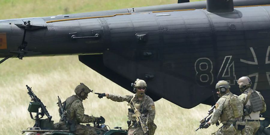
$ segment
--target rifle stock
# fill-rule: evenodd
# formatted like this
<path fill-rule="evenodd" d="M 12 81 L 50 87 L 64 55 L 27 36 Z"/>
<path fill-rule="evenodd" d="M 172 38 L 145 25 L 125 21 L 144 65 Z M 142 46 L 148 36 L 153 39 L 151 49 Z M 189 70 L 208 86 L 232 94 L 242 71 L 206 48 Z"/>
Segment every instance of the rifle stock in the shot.
<path fill-rule="evenodd" d="M 133 104 L 133 106 L 132 106 L 130 105 L 130 106 L 133 108 L 133 110 L 134 110 L 134 113 L 135 114 L 135 117 L 136 118 L 136 121 L 137 122 L 137 124 L 141 124 L 141 125 L 142 127 L 142 131 L 143 131 L 144 133 L 145 134 L 146 134 L 147 132 L 149 130 L 148 129 L 148 128 L 147 127 L 147 126 L 146 125 L 146 123 L 145 122 L 144 122 L 142 120 L 142 118 L 141 116 L 141 112 L 136 108 L 136 107 L 135 106 L 135 104 L 134 104 L 134 102 L 133 101 L 131 101 L 131 102 Z"/>
<path fill-rule="evenodd" d="M 212 117 L 212 115 L 211 115 L 210 116 L 210 115 L 211 115 L 211 114 L 213 112 L 214 112 L 214 109 L 215 108 L 215 105 L 213 105 L 212 106 L 212 107 L 211 107 L 211 108 L 210 108 L 210 109 L 209 109 L 209 110 L 208 110 L 208 112 L 207 113 L 207 114 L 208 114 L 208 115 L 207 115 L 204 118 L 203 118 L 202 119 L 202 120 L 201 120 L 200 121 L 200 123 L 201 123 L 201 124 L 203 122 L 209 122 L 209 121 L 210 120 L 210 119 L 211 118 L 211 117 Z M 209 116 L 210 116 L 209 117 Z M 219 123 L 218 123 L 219 125 Z M 217 125 L 217 124 L 216 124 L 216 125 Z M 200 126 L 200 125 L 199 127 L 199 128 L 197 128 L 197 129 L 196 129 L 196 130 L 195 130 L 195 131 L 196 131 L 198 130 L 199 130 L 199 129 L 200 129 L 202 128 L 202 127 Z"/>

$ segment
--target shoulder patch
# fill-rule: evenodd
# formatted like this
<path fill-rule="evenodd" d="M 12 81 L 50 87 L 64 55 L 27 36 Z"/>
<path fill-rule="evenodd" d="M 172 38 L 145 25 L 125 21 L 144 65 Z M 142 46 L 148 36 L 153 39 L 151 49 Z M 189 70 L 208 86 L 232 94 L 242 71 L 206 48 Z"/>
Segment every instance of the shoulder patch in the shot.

- _Written problem_:
Can you edit all the rows above so that "in the shot" becomes "in the picture", keeping everything else the same and leaving the pictures out?

- _Result of the exercise_:
$ segment
--target rifle stock
# fill-rule: evenodd
# formatted like this
<path fill-rule="evenodd" d="M 12 81 L 50 87 L 64 55 L 27 36 Z"/>
<path fill-rule="evenodd" d="M 172 38 L 145 25 L 125 21 L 144 65 Z M 142 46 L 148 36 L 153 39 L 151 49 Z M 189 70 L 208 86 L 232 94 L 242 71 L 206 48 Z"/>
Segment every instance of the rifle stock in the picture.
<path fill-rule="evenodd" d="M 133 104 L 133 106 L 132 106 L 130 105 L 130 106 L 133 108 L 133 110 L 134 110 L 134 113 L 135 114 L 135 117 L 136 118 L 136 121 L 137 122 L 137 124 L 141 124 L 141 125 L 142 127 L 142 131 L 143 131 L 144 133 L 145 134 L 146 134 L 147 132 L 149 130 L 148 129 L 148 128 L 147 127 L 147 126 L 146 125 L 146 123 L 145 122 L 144 122 L 142 120 L 142 118 L 141 116 L 141 112 L 136 108 L 136 107 L 135 106 L 135 104 L 134 104 L 134 102 L 133 101 L 131 101 L 131 102 Z"/>
<path fill-rule="evenodd" d="M 212 117 L 212 115 L 211 115 L 210 116 L 210 115 L 211 115 L 211 114 L 213 112 L 214 112 L 214 109 L 215 108 L 215 105 L 213 105 L 212 106 L 212 107 L 211 107 L 211 108 L 210 108 L 210 109 L 209 109 L 209 110 L 208 110 L 208 112 L 207 113 L 207 114 L 208 114 L 208 115 L 207 115 L 204 118 L 203 118 L 202 119 L 202 120 L 201 120 L 200 121 L 200 123 L 201 123 L 201 124 L 203 122 L 209 122 L 209 121 L 210 120 L 210 119 L 211 118 L 211 117 Z M 209 116 L 210 116 L 209 117 Z M 219 123 L 218 123 L 219 125 Z M 217 125 L 217 124 L 216 124 L 216 125 Z M 200 126 L 200 125 L 199 127 L 199 128 L 197 128 L 197 129 L 196 129 L 196 130 L 195 130 L 195 131 L 196 131 L 198 130 L 199 130 L 199 129 L 200 129 L 202 128 L 202 127 Z"/>

$ segment
--target shoulder patch
# fill-rule: evenodd
# formatted like this
<path fill-rule="evenodd" d="M 12 81 L 50 87 L 64 55 L 27 36 Z"/>
<path fill-rule="evenodd" d="M 172 38 L 145 25 L 125 21 L 144 65 Z M 142 46 L 148 36 L 153 39 L 151 49 Z M 189 70 L 208 86 L 232 94 L 242 71 L 206 48 Z"/>
Segment every instance of the shoulder patch in the picture.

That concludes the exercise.